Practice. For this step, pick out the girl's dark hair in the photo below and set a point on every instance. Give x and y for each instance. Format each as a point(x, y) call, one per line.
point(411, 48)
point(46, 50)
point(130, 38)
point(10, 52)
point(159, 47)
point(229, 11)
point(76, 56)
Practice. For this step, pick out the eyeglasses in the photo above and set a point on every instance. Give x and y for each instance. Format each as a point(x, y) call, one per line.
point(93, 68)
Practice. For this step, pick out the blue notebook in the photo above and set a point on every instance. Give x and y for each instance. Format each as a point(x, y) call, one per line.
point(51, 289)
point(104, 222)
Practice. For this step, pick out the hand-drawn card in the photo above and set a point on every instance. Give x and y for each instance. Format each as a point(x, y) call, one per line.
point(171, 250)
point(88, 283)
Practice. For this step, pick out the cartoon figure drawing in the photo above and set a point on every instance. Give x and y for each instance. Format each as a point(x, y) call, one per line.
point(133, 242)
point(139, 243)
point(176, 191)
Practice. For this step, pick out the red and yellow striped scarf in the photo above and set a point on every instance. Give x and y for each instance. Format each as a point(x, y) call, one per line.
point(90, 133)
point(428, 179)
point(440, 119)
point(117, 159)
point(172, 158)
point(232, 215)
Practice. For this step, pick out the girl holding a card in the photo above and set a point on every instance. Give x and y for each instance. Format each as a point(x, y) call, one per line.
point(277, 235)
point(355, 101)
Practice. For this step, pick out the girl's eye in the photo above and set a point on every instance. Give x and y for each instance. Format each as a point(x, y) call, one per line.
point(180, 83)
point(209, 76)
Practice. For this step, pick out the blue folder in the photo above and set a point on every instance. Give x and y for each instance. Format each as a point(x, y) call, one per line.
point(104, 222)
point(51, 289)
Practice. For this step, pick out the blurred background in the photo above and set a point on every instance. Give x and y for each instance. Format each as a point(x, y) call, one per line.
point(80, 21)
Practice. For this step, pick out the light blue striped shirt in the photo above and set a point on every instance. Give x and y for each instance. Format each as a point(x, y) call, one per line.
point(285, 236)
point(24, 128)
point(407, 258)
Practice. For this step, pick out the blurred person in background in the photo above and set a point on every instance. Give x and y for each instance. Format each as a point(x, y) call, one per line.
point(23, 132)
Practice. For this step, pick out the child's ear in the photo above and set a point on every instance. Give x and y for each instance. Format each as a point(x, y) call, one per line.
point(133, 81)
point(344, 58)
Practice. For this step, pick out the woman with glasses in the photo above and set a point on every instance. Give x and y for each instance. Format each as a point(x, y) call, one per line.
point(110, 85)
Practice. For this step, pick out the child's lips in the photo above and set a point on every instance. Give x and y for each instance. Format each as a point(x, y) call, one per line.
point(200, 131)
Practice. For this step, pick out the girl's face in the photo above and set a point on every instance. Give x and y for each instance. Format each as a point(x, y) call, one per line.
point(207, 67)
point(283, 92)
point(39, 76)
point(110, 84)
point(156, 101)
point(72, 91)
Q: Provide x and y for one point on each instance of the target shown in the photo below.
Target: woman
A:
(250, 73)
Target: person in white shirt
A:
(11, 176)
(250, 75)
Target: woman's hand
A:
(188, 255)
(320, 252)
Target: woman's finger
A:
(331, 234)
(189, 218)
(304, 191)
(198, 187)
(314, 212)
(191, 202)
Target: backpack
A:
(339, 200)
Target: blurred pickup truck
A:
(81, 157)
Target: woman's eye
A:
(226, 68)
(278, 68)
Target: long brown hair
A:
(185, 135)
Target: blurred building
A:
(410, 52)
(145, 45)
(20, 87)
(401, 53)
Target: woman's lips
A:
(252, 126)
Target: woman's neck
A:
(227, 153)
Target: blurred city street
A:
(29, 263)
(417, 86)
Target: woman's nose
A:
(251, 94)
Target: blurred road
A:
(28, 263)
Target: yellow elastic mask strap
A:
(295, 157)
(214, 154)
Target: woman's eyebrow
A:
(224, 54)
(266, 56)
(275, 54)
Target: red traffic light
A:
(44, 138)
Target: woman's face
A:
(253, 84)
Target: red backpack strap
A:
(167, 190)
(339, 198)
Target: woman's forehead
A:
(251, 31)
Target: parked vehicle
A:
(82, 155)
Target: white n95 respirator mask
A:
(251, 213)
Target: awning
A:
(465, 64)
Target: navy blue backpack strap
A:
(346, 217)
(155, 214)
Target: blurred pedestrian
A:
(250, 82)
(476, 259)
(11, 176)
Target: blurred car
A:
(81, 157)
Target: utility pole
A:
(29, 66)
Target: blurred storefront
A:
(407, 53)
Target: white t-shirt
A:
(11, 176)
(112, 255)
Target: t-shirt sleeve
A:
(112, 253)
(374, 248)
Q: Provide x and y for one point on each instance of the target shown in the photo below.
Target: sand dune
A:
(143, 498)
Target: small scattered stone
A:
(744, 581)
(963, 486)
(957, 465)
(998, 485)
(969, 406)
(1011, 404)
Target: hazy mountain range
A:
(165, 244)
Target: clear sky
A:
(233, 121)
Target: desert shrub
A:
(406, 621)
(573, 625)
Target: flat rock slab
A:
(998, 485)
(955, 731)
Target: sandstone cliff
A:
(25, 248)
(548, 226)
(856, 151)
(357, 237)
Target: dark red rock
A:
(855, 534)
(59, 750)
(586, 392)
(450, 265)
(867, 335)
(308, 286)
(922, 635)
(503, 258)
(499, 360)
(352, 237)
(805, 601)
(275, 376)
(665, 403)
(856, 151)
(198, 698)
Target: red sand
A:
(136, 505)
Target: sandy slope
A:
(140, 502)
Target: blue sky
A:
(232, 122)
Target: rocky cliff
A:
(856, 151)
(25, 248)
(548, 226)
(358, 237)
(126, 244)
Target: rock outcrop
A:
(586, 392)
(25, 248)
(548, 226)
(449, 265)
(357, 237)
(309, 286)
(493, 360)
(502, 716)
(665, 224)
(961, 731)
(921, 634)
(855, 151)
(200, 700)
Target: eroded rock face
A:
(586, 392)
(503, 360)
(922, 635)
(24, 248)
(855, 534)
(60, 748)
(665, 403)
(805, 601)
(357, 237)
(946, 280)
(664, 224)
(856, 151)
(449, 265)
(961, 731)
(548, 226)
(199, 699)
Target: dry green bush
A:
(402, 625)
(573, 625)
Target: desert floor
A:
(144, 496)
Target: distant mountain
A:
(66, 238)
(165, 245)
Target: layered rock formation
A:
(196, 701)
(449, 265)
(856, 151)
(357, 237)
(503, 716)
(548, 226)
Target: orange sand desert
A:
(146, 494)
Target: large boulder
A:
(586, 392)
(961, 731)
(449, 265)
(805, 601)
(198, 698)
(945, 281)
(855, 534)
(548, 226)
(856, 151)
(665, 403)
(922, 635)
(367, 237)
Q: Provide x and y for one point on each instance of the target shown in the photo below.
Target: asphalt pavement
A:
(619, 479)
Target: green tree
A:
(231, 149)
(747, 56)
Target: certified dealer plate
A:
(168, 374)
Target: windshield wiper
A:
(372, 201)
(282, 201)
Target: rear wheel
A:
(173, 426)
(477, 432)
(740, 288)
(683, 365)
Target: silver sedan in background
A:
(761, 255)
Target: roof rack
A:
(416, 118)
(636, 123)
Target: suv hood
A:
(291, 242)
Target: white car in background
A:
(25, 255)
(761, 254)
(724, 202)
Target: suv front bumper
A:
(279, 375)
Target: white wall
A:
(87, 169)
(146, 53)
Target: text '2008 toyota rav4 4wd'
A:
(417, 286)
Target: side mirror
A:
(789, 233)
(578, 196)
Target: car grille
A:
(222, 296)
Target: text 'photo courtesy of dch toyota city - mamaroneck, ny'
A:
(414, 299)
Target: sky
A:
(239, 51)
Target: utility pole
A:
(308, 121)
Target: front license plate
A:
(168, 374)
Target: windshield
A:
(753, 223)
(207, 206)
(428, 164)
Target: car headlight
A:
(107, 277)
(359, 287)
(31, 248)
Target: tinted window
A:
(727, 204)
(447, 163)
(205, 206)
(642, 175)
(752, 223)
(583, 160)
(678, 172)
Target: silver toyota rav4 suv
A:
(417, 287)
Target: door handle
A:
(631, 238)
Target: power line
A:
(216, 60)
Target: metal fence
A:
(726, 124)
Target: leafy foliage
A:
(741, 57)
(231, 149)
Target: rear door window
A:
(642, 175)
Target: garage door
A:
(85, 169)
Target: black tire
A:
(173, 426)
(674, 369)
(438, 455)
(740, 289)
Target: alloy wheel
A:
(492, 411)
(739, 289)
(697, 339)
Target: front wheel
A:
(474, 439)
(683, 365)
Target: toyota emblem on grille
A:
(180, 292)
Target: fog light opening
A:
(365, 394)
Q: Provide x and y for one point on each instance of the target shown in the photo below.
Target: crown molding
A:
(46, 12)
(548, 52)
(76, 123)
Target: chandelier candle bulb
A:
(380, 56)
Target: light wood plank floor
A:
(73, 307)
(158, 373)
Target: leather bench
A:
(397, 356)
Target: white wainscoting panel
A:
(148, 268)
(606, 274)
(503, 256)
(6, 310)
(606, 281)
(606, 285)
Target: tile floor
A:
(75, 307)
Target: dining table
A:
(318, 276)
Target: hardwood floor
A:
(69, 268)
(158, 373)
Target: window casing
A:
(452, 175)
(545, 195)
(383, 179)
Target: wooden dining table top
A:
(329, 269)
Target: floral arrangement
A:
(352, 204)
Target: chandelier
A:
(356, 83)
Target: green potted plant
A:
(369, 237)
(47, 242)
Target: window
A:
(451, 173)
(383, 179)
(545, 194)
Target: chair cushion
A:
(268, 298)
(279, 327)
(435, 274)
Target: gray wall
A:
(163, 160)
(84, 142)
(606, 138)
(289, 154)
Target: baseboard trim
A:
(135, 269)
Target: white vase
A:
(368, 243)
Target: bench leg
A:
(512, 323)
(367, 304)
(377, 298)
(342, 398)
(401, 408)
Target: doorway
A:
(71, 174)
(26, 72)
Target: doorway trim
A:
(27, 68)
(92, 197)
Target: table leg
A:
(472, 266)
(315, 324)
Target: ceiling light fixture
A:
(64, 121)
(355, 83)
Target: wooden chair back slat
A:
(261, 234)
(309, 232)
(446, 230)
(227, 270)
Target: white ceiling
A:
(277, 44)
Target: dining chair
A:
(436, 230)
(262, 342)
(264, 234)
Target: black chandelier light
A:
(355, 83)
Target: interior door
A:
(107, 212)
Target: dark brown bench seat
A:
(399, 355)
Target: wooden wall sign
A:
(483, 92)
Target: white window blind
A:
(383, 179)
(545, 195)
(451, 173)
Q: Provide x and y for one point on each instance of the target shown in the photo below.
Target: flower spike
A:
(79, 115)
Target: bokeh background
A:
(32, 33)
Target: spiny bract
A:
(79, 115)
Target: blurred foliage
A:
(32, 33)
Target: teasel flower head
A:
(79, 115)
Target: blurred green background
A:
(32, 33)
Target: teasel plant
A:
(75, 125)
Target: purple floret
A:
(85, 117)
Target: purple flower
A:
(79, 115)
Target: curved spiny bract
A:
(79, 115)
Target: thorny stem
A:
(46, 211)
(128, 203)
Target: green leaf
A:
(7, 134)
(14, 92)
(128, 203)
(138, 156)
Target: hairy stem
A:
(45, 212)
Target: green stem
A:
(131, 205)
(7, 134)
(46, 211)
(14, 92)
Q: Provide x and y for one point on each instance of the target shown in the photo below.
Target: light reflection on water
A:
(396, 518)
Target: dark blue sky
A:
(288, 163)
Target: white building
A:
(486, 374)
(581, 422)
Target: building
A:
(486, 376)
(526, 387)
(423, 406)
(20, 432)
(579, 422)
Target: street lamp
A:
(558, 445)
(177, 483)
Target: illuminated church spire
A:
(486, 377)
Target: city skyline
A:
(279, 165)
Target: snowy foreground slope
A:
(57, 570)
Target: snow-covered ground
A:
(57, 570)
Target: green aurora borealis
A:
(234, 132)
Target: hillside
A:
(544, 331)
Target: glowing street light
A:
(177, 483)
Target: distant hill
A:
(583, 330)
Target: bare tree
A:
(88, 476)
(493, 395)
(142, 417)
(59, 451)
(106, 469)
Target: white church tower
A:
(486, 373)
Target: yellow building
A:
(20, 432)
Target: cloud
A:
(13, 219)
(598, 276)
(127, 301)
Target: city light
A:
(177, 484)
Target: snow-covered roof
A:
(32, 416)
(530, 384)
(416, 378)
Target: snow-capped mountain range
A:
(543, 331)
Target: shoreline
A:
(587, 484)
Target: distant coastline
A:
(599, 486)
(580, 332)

○ ○ ○ ○ ○

Instructions to follow >> Report every line in the listing that holds the word "silver".

Response to the exercise >>
Target: silver sedan in background
Target: silver toyota rav4 suv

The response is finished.